-- What is expected --
Restate the records in full, so that each line matches the original exactly.

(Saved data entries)
*** Begin section ***

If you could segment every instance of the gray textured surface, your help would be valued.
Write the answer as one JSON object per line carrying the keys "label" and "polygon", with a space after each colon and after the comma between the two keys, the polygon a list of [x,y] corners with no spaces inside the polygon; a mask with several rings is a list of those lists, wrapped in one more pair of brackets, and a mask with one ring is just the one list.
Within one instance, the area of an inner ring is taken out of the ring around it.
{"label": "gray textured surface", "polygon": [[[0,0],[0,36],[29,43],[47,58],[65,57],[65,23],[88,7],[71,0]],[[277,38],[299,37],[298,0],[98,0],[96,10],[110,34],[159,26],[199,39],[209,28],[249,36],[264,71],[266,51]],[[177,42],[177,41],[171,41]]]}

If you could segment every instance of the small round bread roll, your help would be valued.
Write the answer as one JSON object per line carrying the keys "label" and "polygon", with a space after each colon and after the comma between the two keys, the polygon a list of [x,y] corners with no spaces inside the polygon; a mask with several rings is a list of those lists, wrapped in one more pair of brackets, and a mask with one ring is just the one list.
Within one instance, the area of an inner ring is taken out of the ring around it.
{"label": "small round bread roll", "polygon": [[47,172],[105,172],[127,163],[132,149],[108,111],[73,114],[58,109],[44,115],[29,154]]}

*** End section ***

-- Response below --
If you could segment every instance of the gray textured surface, your help would be valued.
Write the answer as one JSON object per line carrying the keys "label" and "polygon", with a space after each colon and after the comma between the two keys, the polygon a list of [x,y] corners with no spaces inside the polygon; a mask with several rings is a list of those lists, wrapped in one more pair of brackets, and a mask with one ring is just the one list.
Within one instance, the area of an inner ring is taken out of the ring around it.
{"label": "gray textured surface", "polygon": [[[0,0],[0,36],[29,43],[47,58],[65,57],[65,23],[88,7],[71,0]],[[277,38],[299,37],[298,0],[98,0],[96,10],[110,34],[159,26],[199,39],[209,28],[249,36],[264,71],[266,51]],[[177,42],[177,41],[171,41]]]}

If you could segment every instance of the small round bread roll, your help would be valued.
Write the answer as one JSON object per line carrying the keys "label" and "polygon", with a space after each colon and after the comma between the two keys, the polygon a list of [x,y] corners with no spaces inside the polygon; a mask with several rings is a list of those lists, wrapped in one more pair of brackets, and a mask with one ring is just the one list.
Within one instance, the area of an inner ring is taken out of the ring around it.
{"label": "small round bread roll", "polygon": [[47,172],[105,172],[127,163],[132,149],[108,111],[73,114],[58,109],[44,115],[29,154]]}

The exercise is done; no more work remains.